### Page text

Friday, December 26, 2008

Special Needs: The Year in Review

2008 was a notable year for disability policy and awareness. Here are the year's top 10 moments -- politics, policy, and culture -- that show us where we’ve been and where we may be going.

1. Gov. Sarah Palin selected as vice presidential nominee
Say what you want about Gov. Palin’s qualifications and whether her nomination hurt or helped Sen. John McCain’s presidential bid, but her presence on the ticket did more to bring special needs issues than anything else that happened this year. This just barely outranked…

2. Barack Obama elected president
In the long run, the election of Barack Obama will mean much more to the disability community than Gov. Palin’s 15 minutes (or three months) of fame. He will come into office with a clear plan for people with disabilities and a team of people with firsthand experience as both parents and professionals, but also huge budget problems and other challenges. His effectiveness will depend largely on …

3. Arne Duncan nominated to be Secretary of Education
Like many others, I have questioned this decision -– not because Duncan is a terrible choice, but because I (and many opinion leaders who I respect) can find no reassurance that Duncan is the best choice in regard to special education. At this point, it’s too early to tell whether Duncan will be remembered as a champion for the rights of students with special needs.

4. Insurance legislation picks up momentum
This year saw many states require insurance companies to cover the costs for autism diagnosis and treatment -- a big issue that will become even more important with the nation’s economic challenges. Legislation was signed in several states -– most recently in Illinois. Read more.

5. President Bush signs ADA amendments
On Sept. 25, President George W. Bush signed landmark civil rights legislation that extended the reach of the Americans with Disabilities Act. He was joined by his father, President George H.W. Bush, who signed the original ADA Act in 1990. Andrew Imparato, the president of the American Association of People with Disabilities, called this “the most important piece of disability legislation since the enactment of the ADA in 1990.”

6. Sen. John McCain raises autism during presidential debate
I’m ranking this a little lower, but it put autism front and center in the presidential campaign. As much of an impact as Gov. Palin made at the Republican convention when she vowed to be an advocate for families raising children with special needs, it wasn’t until Sen. McCain referenced autism during the final presidential debate on Oct. 15 that it became a centerpiece of his campaign. It was too little, too late, as McCain’s rhetoric did not match his campaign platform.

### Given entries
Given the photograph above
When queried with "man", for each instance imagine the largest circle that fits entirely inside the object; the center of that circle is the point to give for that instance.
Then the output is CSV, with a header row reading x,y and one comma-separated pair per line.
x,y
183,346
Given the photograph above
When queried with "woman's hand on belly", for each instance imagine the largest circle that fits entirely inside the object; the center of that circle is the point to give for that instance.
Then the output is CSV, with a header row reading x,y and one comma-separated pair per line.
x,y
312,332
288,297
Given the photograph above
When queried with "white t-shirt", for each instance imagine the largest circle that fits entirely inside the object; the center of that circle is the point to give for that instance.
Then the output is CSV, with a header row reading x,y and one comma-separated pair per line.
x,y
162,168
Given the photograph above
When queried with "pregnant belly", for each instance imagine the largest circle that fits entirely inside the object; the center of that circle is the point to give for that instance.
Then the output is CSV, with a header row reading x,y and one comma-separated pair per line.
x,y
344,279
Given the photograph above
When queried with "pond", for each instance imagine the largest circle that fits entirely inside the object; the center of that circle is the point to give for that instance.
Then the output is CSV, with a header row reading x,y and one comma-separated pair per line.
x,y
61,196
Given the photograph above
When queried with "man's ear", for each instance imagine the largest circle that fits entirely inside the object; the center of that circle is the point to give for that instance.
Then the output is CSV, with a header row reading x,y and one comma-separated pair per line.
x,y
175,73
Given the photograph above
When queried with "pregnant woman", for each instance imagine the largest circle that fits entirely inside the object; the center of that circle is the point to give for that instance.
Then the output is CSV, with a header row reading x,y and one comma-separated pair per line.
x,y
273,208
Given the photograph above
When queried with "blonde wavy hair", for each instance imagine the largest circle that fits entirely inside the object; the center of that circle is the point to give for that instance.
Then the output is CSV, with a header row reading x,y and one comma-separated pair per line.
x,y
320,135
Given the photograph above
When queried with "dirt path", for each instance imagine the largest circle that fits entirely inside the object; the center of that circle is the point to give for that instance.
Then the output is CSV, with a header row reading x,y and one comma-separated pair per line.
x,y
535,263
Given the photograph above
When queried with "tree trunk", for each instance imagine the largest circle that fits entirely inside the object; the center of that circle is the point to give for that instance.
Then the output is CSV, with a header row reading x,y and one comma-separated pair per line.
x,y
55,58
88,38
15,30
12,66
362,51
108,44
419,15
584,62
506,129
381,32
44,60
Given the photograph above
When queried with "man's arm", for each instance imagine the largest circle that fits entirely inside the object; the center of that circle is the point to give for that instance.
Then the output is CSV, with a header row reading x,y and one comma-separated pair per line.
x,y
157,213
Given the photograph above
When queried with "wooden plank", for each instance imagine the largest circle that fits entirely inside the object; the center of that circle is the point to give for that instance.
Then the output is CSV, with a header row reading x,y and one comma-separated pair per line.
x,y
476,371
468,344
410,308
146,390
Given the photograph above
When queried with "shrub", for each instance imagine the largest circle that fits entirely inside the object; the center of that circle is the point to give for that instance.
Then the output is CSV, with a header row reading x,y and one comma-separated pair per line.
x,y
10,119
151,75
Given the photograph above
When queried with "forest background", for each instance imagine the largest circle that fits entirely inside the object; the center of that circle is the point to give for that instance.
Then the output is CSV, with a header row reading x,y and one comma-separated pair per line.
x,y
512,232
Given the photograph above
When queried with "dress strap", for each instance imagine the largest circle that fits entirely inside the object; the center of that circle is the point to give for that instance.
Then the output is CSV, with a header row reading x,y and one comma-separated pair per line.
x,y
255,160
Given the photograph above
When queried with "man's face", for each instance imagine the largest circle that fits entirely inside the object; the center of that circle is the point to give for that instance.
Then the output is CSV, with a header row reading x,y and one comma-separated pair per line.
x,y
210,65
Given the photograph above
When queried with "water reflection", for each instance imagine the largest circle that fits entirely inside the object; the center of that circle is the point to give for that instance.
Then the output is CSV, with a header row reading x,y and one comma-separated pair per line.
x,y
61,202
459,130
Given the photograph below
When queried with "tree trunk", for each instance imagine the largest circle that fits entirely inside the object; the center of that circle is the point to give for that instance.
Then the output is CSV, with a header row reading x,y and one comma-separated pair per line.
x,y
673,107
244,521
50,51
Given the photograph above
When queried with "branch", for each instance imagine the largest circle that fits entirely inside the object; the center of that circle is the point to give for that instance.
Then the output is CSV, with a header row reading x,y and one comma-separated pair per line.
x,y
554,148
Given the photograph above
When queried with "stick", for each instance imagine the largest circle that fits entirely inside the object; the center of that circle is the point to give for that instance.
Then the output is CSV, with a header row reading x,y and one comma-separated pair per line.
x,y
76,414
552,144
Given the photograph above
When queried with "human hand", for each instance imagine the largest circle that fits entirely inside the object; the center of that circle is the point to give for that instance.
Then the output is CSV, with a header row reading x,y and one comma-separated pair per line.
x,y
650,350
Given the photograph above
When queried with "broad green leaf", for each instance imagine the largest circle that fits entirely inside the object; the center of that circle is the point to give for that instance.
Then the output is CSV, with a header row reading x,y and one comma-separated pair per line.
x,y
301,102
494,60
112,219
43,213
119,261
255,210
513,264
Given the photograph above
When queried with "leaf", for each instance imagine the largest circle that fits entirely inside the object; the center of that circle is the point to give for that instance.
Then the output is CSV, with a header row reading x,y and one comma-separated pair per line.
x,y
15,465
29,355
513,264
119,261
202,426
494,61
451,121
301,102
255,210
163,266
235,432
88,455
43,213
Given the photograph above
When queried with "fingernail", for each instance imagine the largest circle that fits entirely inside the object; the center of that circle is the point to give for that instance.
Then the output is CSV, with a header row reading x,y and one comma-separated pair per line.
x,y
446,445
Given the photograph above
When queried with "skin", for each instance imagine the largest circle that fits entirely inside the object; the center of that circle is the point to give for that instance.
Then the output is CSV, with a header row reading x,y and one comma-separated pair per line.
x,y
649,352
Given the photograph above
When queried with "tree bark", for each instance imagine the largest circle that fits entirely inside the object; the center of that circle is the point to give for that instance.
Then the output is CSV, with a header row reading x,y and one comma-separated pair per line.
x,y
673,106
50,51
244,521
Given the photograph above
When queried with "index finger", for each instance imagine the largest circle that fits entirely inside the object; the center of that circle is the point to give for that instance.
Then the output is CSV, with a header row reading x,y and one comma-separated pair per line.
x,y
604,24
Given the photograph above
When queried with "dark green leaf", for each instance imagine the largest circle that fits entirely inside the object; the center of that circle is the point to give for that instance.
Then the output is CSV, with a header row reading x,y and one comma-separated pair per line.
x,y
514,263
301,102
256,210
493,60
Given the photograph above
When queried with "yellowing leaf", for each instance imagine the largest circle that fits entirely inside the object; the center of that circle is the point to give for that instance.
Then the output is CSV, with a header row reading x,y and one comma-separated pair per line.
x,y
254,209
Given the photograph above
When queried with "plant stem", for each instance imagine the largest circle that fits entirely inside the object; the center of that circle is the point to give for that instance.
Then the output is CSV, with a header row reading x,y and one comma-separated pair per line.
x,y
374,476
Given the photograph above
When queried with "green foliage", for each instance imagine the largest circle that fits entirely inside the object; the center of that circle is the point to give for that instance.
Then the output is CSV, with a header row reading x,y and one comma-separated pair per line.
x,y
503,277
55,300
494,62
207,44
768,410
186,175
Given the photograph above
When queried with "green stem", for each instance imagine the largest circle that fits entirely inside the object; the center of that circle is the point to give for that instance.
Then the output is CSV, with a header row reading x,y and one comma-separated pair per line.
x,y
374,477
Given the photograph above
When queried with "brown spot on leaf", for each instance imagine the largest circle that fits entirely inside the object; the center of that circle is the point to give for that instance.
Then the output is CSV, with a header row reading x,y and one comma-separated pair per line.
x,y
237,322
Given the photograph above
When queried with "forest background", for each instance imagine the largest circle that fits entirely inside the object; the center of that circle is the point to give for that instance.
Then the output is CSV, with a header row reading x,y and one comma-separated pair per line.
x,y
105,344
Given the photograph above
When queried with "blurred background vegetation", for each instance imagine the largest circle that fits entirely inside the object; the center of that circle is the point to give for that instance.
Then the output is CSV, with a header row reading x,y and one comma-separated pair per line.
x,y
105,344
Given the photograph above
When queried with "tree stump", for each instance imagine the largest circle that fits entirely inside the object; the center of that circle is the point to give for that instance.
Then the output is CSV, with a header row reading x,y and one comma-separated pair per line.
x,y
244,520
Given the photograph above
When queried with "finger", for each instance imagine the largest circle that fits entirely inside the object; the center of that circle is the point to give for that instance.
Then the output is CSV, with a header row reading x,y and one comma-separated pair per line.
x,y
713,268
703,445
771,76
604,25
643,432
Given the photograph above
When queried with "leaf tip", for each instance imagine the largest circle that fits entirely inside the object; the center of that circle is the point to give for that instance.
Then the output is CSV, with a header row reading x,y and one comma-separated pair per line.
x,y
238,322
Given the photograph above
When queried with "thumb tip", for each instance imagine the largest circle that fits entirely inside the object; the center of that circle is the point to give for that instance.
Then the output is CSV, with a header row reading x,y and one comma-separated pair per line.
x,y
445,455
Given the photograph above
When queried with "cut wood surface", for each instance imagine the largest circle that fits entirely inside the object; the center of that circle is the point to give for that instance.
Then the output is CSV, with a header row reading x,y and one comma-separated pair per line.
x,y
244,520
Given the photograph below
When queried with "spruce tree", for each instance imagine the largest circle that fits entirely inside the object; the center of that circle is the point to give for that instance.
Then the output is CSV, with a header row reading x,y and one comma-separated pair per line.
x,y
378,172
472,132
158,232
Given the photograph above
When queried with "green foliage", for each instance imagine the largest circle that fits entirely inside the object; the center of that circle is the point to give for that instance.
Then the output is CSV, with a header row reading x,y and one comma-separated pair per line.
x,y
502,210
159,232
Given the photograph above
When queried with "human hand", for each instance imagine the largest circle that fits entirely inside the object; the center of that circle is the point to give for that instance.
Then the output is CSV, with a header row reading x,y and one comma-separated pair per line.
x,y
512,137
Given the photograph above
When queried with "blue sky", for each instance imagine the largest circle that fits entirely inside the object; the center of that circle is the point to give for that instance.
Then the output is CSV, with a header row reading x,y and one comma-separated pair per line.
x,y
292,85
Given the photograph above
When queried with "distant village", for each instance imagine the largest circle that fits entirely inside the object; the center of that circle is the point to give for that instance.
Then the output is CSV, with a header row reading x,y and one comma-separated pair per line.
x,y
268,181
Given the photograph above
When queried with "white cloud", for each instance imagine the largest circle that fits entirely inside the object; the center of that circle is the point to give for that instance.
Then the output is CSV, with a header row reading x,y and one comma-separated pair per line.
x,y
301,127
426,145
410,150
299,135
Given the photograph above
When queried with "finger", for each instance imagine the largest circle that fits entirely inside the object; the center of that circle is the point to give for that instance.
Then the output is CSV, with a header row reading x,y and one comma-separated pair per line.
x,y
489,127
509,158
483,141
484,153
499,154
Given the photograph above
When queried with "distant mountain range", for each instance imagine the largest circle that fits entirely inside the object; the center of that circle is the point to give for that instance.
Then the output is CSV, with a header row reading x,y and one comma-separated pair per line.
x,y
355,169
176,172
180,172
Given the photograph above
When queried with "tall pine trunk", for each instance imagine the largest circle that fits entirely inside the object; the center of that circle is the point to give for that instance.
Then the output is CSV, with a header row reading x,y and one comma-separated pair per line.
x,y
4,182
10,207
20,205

### Questions
1 - From the disability year-in-review post, quote the passage starting at "3. Arne Duncan" and ending at "with special needs.".
2 - List every numbered heading that appears in the 2008 disability year-in-review post.
3 - Carry on the 2008 disability year-in-review post from the point where it stops.

### Solved tasks
1 -
3. Arne Duncan nominated to be Secretary of Education
Like many others, I have questioned this decision -– not because Duncan is a terrible choice, but because I (and many opinion leaders who I respect) can find no reassurance that Duncan is the best choice in regard to special education. At this point, it’s too early to tell whether Duncan will be remembered as a champion for the rights of students with special needs.

2 -
1. Gov. Sarah Palin selected as vice presidential nominee
2. Barack Obama elected president
3. Arne Duncan nominated to be Secretary of Education
4. Insurance legislation picks up momentum
5. President Bush signs ADA amendments
6. Sen. John McCain raises autism during presidential debate

3 -
7. President Bush signs bill banning genetic discrimination
You might not have heard about this, but on May 21, President Bush signed a law that may save your job one day. Anticipating advances in DNA testing, the legislation is intended to protect people from losing their jobs or health insurance when genetic testing reveals they are susceptible to costly diseases. The law forbids employers or insurance companies from denying employment, promotions, or health coverage to people based on the results of genetic tests.

8. Court says NCLB trumps special education law
The No Child Left Behind Act (NCLB) has its good sides and bad sides. In one discouraging development, a federal appeals court in Chicago in February ruled that mandates under the Individuals with Disabilities Education Act “must give way” to the provisions of NCLB since it is a newer law. Two Illinois school districts and four families had claimed that NCLB’s testing requirements conflicted with the mandate for individualized education programs. The districts has missed targets for progress largely because of poor performance by students with disabilities, which NCLB says has be counted in efforts to hold schools accountable. The National Council on Disability released a report in January 2008 saying NCLB has benefited students with special needs.

9. “Tropic Thunder” unleashes storms of protest
A coalition of disability groups called for a boycott of the movie “Tropic Thunder” because of its use of the word “retard” and its characterization of Ben Stiller’s character Simple Jack. Read Susan Senator’s column about her own reflections and the numerous comments it provoked.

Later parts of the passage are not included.